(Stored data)
____
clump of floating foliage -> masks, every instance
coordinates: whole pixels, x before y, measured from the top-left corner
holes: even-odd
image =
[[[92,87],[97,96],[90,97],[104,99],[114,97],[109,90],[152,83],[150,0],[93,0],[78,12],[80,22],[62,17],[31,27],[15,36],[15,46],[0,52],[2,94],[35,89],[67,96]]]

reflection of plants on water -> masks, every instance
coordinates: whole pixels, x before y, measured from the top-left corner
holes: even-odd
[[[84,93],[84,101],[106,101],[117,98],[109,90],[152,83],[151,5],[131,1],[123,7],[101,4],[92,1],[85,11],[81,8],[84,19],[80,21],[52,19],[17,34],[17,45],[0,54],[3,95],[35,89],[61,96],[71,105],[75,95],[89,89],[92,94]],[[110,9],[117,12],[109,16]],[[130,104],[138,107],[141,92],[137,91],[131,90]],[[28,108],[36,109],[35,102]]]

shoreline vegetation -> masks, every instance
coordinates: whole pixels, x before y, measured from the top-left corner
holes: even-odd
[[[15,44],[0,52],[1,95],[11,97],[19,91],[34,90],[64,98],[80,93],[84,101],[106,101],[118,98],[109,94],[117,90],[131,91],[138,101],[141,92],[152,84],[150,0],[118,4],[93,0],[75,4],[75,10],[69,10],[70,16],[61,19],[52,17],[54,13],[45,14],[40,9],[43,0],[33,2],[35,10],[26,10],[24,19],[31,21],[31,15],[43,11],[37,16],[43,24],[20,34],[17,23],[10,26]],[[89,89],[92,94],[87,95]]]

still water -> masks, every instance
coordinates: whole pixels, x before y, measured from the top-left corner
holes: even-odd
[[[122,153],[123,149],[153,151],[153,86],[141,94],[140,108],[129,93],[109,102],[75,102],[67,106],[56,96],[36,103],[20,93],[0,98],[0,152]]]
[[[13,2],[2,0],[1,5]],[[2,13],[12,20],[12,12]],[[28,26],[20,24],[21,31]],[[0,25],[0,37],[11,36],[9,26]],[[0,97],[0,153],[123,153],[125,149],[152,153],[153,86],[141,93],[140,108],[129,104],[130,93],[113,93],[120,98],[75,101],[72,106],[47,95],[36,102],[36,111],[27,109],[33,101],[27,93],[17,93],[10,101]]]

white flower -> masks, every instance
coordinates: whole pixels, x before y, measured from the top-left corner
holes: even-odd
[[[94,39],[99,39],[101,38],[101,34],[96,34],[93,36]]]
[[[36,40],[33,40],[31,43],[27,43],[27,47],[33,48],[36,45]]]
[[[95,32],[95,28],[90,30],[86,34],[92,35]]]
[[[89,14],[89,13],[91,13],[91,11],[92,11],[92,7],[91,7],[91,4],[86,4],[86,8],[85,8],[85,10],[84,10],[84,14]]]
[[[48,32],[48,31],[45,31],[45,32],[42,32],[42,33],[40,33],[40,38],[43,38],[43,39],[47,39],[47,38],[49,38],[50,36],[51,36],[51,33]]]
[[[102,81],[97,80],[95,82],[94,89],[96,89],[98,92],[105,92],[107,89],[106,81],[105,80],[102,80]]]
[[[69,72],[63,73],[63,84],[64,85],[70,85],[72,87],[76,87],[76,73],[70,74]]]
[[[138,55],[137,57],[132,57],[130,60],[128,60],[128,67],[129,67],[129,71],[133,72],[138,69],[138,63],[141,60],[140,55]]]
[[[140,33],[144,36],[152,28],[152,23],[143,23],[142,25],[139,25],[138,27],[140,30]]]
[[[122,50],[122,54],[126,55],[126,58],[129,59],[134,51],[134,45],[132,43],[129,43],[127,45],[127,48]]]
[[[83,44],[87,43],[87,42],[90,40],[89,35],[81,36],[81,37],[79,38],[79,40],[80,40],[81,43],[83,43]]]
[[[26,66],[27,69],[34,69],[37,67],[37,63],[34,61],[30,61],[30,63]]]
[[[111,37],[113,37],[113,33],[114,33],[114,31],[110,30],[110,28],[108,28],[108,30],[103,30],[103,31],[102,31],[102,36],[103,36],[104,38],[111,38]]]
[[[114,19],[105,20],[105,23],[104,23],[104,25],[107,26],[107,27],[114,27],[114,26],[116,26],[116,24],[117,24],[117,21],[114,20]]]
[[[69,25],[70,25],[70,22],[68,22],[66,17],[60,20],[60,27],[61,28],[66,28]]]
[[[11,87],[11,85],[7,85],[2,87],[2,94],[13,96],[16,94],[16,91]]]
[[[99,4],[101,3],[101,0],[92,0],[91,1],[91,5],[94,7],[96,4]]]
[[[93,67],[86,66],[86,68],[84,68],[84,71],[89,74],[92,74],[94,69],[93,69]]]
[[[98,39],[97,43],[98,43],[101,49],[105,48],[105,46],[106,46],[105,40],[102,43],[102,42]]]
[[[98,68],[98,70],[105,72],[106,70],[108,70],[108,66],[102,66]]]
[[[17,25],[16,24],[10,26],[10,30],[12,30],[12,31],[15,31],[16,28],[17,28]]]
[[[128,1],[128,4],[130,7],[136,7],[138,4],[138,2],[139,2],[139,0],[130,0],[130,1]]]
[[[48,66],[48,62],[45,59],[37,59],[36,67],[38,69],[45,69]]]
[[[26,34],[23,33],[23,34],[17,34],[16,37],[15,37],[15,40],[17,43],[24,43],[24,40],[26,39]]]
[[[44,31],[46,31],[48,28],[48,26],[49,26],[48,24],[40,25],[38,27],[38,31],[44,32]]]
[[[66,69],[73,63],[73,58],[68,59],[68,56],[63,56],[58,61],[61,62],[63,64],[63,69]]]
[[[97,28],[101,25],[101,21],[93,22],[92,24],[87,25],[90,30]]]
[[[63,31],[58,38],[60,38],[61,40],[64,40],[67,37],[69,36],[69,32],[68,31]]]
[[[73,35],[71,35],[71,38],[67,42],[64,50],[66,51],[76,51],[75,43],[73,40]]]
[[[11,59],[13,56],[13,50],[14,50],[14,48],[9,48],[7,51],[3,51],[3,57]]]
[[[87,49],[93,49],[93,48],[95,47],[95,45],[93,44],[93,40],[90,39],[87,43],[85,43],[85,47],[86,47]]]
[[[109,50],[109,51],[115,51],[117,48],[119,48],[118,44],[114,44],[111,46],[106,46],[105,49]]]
____
• [DIRECTIVE]
Once more, set down the full listing, verbatim.

• [TASK OUTPUT]
clump of floating foliage -> masks, every instance
coordinates: whole pixels, x before y, measured from the top-left corner
holes: even-odd
image =
[[[92,87],[97,96],[90,97],[104,99],[114,97],[109,90],[152,83],[150,0],[93,0],[78,12],[80,22],[62,17],[31,27],[15,36],[15,46],[0,52],[2,94],[35,89],[67,96]]]

reflection of plants on water -> masks, every instance
coordinates: whole pixels, x before y, measured from the top-left corner
holes: even-odd
[[[84,93],[84,101],[106,101],[117,98],[109,90],[152,83],[151,5],[131,1],[123,7],[101,4],[92,1],[85,11],[81,8],[84,19],[80,21],[52,19],[17,34],[17,45],[0,54],[3,95],[35,89],[61,96],[71,105],[75,95],[89,89],[92,94]],[[110,9],[117,12],[109,16]],[[130,104],[138,107],[141,92],[137,91],[131,90]],[[28,108],[36,109],[35,102]]]

shoreline vegetation -> masks, every instance
coordinates: whole pixels, x before y, measured from the top-left corner
holes: even-odd
[[[15,44],[0,52],[1,95],[11,97],[19,91],[34,90],[64,98],[80,93],[84,101],[106,101],[118,98],[109,94],[117,90],[131,91],[138,101],[141,92],[152,84],[150,0],[118,4],[93,0],[75,4],[75,10],[69,10],[70,16],[61,19],[52,17],[54,13],[45,14],[40,9],[43,0],[33,2],[35,10],[26,10],[24,19],[31,21],[31,15],[43,11],[37,16],[43,24],[20,34],[17,23],[10,26]],[[89,89],[92,94],[87,95]]]

still water -> masks, every instance
coordinates: whole pixels, x before y, measured from the top-left corner
holes: even-odd
[[[122,153],[123,149],[153,151],[153,86],[141,94],[140,108],[129,93],[109,102],[75,102],[67,106],[56,96],[36,103],[20,93],[0,98],[0,152]]]
[[[13,2],[2,0],[1,5]],[[2,13],[12,20],[12,12]],[[28,26],[20,24],[21,31]],[[0,25],[0,37],[11,36],[9,26]],[[0,97],[0,153],[123,153],[125,149],[152,153],[153,86],[141,93],[140,108],[129,104],[130,93],[113,93],[120,98],[75,101],[72,106],[47,95],[36,102],[36,111],[27,109],[33,101],[27,93],[17,93],[10,101]]]

white flower -> masks, every instance
coordinates: whole pixels, x before y, measured from the top-left corner
holes: even-odd
[[[94,39],[99,39],[101,38],[101,34],[96,34],[93,36]]]
[[[36,40],[33,40],[31,43],[27,43],[27,47],[33,48],[36,45]]]
[[[95,32],[95,28],[90,30],[86,34],[92,35]]]
[[[89,14],[89,13],[91,13],[91,11],[92,11],[92,7],[91,7],[91,4],[86,4],[86,8],[85,8],[85,10],[84,10],[84,14]]]
[[[48,32],[48,31],[45,31],[45,32],[42,32],[42,33],[40,33],[40,38],[43,38],[43,39],[47,39],[47,38],[49,38],[50,36],[51,36],[51,33]]]
[[[102,81],[97,80],[95,82],[94,89],[96,89],[98,92],[105,92],[107,89],[106,81],[105,80],[102,80]]]
[[[69,72],[63,73],[63,84],[64,85],[70,85],[72,87],[76,87],[76,73],[70,74]]]
[[[138,55],[137,57],[132,57],[130,60],[128,60],[128,67],[129,67],[129,71],[133,72],[138,69],[138,63],[141,60],[140,55]]]
[[[140,33],[144,36],[152,28],[152,23],[143,23],[142,25],[139,25],[138,27],[140,30]]]
[[[122,50],[122,54],[126,55],[126,58],[129,59],[134,51],[134,45],[132,43],[129,43],[127,45],[127,48]]]
[[[83,44],[87,43],[87,42],[90,40],[89,35],[81,36],[81,37],[79,38],[79,40],[80,40],[81,43],[83,43]]]
[[[26,66],[27,69],[34,69],[37,67],[37,63],[34,61],[30,61],[30,63]]]
[[[111,37],[113,37],[113,33],[114,33],[114,31],[110,30],[110,28],[108,28],[108,30],[103,30],[103,31],[102,31],[102,36],[103,36],[104,38],[111,38]]]
[[[114,19],[105,20],[105,23],[104,23],[104,25],[107,26],[107,27],[114,27],[114,26],[116,26],[116,24],[117,24],[117,21],[114,20]]]
[[[69,25],[70,25],[70,22],[68,22],[66,17],[60,20],[60,27],[61,28],[66,28]]]
[[[11,87],[11,85],[7,85],[2,87],[2,94],[13,96],[16,94],[16,91]]]
[[[99,4],[101,3],[101,0],[92,0],[91,1],[91,5],[94,7],[96,4]]]
[[[93,67],[86,66],[86,68],[84,68],[84,71],[89,74],[92,74],[94,69],[93,69]]]
[[[98,39],[97,43],[98,43],[101,49],[105,48],[105,46],[106,46],[105,40],[102,43],[102,42]]]
[[[98,68],[98,70],[105,72],[106,70],[108,70],[108,66],[102,66]]]
[[[17,25],[16,24],[10,26],[10,30],[12,30],[12,31],[15,31],[16,28],[17,28]]]
[[[128,1],[128,4],[130,7],[136,7],[138,4],[138,2],[139,2],[139,0],[130,0],[130,1]]]
[[[48,66],[48,62],[45,59],[37,59],[36,67],[38,69],[45,69]]]
[[[26,34],[23,33],[23,34],[17,34],[16,37],[15,37],[15,40],[17,43],[24,43],[24,40],[26,39]]]
[[[44,31],[46,31],[48,28],[48,26],[49,26],[48,24],[40,25],[38,27],[38,31],[44,32]]]
[[[66,69],[73,63],[73,58],[68,59],[68,56],[63,56],[58,61],[61,62],[63,64],[63,69]]]
[[[97,28],[101,25],[101,21],[93,22],[92,24],[87,25],[90,30]]]
[[[63,31],[58,38],[60,38],[61,40],[64,40],[67,37],[69,36],[69,32],[68,31]]]
[[[73,35],[71,35],[71,38],[67,42],[64,50],[66,51],[76,51],[75,43],[73,40]]]
[[[11,59],[13,56],[13,50],[14,50],[14,48],[9,48],[7,51],[3,51],[3,57]]]
[[[87,49],[93,49],[93,48],[95,47],[95,45],[93,44],[93,40],[90,39],[87,43],[85,43],[85,47],[86,47]]]
[[[109,50],[109,51],[115,51],[117,48],[119,48],[118,44],[114,44],[111,46],[106,46],[105,49]]]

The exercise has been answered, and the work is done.